───── Given records ─────

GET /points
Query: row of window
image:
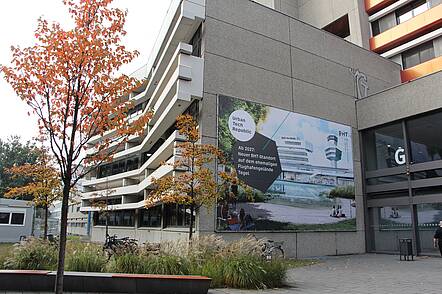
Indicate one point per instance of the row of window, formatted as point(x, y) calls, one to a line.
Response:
point(12, 218)
point(401, 15)
point(170, 215)
point(133, 163)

─────

Task details: Rewrite every line of the records above as a numbered list, one line per item. Skip blank lines and leave out the pictures.

Output for this exercise:
1. GET /points
2. Query: row of window
3. image:
4. Indicate one point per instance of the row of window, formatted as point(x, y) calls, one to a line.
5. Response:
6. point(12, 218)
7. point(401, 15)
8. point(170, 215)
9. point(133, 163)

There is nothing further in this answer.